Quoted passage:
In fact, in the OBR’s projections, business investment is on track to take a knock from higher interest rates and uncertainty over whether it is worth buying new computers and building new factories during a recession.
The Organisation for Economic Co-operations and Development reckons UK business investment next will grow one per cent, higher than the United States and Germany, but lower than France.
Experts are sceptical about a coming investment boom in the UK.
“The forthcoming recession and higher interest rates suggest we won’t get the private investment growth needed to move the needle for productivity growth. I think it will be hard for the UK to grow consistently at two per cent annual rates across the medium-term,” James Smith, developed markets economist at ING, told City A.M.
In the autumn statement, Hunt confirmed the 130 per cent investment relief will finish at the end of next March, something the Confederation of British Industry has warned will keep productivity growth tepid.

(Region pointing data)
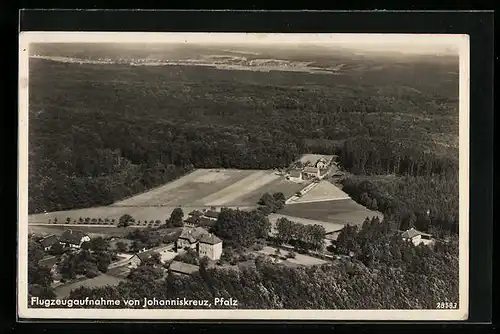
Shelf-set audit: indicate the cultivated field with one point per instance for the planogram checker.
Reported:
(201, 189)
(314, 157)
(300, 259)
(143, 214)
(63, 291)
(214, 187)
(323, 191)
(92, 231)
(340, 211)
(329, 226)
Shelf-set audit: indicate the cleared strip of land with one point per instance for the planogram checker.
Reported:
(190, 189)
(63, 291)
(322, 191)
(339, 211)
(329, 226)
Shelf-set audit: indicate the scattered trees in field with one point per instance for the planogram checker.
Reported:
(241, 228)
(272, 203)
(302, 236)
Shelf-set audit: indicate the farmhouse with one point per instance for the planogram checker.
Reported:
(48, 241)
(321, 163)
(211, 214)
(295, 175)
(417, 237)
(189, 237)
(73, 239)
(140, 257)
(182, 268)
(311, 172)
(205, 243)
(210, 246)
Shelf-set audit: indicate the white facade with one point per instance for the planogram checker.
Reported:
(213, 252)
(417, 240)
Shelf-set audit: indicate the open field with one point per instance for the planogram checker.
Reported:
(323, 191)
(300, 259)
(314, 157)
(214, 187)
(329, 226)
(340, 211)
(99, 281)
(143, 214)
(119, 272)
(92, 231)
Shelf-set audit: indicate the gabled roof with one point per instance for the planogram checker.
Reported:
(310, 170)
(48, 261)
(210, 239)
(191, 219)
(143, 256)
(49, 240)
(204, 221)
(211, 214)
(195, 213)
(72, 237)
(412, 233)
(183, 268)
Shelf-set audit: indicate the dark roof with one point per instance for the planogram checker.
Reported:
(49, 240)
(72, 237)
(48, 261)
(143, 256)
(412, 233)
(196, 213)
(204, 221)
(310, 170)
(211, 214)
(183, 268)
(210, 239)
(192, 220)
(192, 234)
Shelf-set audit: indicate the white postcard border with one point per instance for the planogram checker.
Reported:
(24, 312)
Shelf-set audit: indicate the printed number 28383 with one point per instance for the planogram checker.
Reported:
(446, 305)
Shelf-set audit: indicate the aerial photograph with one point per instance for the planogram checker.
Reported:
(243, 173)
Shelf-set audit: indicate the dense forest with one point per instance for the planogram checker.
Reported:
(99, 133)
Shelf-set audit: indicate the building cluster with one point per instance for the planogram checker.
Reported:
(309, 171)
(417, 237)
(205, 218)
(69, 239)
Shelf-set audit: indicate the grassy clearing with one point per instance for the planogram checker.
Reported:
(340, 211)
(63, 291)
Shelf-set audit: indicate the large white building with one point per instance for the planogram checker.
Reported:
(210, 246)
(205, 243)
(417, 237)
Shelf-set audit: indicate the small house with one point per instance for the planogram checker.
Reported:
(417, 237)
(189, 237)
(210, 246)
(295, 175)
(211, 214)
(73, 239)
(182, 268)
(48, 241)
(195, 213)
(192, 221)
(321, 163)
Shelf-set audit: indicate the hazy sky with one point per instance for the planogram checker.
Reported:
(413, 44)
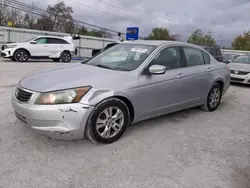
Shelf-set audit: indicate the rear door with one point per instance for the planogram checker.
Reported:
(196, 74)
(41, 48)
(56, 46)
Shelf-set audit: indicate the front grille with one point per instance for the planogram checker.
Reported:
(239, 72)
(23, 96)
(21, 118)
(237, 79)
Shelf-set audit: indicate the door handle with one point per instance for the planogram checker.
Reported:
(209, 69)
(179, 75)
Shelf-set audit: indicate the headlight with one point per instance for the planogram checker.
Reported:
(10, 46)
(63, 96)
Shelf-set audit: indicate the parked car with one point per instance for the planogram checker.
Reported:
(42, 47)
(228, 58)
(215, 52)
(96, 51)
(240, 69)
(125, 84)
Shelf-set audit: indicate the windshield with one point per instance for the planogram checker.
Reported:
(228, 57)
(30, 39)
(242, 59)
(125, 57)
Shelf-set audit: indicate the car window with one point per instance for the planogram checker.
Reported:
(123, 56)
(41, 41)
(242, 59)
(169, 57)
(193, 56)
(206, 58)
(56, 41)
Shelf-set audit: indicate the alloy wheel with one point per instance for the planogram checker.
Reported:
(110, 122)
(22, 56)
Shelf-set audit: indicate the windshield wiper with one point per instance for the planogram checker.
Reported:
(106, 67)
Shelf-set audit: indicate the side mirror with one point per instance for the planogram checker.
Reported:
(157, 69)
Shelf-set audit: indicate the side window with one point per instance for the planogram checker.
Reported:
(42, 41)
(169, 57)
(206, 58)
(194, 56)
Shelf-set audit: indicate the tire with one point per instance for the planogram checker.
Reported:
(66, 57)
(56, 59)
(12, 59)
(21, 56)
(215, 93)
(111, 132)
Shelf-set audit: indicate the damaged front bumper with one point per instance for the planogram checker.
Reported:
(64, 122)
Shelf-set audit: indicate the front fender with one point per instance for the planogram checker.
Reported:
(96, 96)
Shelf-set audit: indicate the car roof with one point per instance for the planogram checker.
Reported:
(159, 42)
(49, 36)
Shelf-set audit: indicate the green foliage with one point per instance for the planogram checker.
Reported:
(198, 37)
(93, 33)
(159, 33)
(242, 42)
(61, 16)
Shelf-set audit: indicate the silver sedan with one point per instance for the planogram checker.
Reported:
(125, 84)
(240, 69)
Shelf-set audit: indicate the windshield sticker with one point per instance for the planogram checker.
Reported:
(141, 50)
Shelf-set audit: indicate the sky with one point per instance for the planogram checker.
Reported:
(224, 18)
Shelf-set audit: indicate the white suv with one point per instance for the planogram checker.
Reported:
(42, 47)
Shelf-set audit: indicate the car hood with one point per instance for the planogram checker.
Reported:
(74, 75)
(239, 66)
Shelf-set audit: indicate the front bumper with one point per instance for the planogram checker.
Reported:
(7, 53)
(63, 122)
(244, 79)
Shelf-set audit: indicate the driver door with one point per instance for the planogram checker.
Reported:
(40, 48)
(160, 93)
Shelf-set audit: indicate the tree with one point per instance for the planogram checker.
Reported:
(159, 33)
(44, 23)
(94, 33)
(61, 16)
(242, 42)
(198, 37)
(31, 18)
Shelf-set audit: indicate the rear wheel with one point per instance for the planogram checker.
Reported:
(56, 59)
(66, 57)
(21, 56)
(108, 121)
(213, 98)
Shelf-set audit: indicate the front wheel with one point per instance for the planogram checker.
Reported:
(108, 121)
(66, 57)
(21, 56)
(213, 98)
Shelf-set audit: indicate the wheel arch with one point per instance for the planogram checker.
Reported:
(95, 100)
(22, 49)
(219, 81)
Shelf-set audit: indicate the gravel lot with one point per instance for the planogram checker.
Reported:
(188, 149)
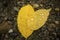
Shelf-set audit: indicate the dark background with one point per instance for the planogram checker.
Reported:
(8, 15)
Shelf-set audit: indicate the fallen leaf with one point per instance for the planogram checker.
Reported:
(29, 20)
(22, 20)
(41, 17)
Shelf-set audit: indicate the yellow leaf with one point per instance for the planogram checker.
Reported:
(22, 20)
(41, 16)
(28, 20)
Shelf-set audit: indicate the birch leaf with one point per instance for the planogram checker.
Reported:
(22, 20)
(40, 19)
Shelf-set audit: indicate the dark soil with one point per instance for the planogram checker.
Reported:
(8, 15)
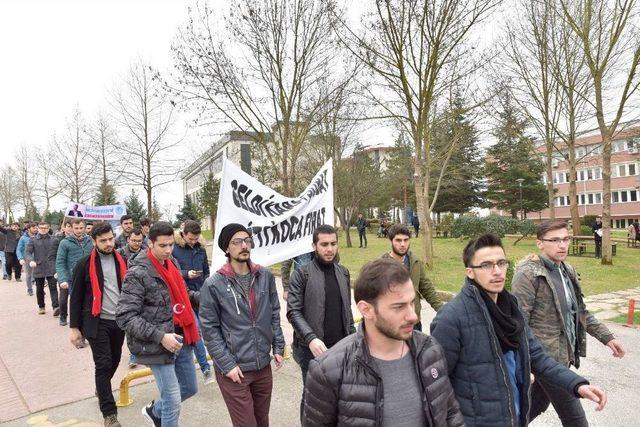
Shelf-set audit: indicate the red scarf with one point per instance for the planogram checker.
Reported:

Problem to solve: Write the next part of the passage on UK business investment and productivity, starting after its final sentence.

Response to this exercise:
Stronger population growth will also drive GDP higher, the OBR reckons. Net migration will hover around 215,000 each year over its forecast horizon, increasing the workforce and the economy’s potential output.
Those estimates are up around 75,000 from Osborne’s brain child’s forecasts in March.
That assessment looks more feasible than its productivity bet. Figures from the ONS last week revealed net migration topped 500,000 in the year to June, a record, although the numbers were pushed higher Ukrainians fleeing Putin’s destruction and foreign students who have spent the last two years studying remotely finally moving to the UK.
This influx of foreign workers into the UK labour market is necessary to replace around 900,000 people who left the jobs market since the start of the pandemic.
A large chunk of this group are older workers taking early retirement, suggesting “that many will never return,” the OBR reckons.
According to the OBR, the size of Britain’s workforce will not return to its pre-pandemic trend until around mid 2027, weighing on output. Over the course of the next five years, the labour force will miss out on 0.3 percentage points of growth.
Without an inflow of migrants to replace those workers, Britain will be unable to produce the same volume of goods and services, making the country poorer.
Now, the OBR is not alone in making this next assumption.
For months, economists have been betting households will unleash a wave of savings built up during the Covid-19 crisis when spending opportunities were blocked by lockdowns.
Brits have around £150bn savings above their pre pandemic trend.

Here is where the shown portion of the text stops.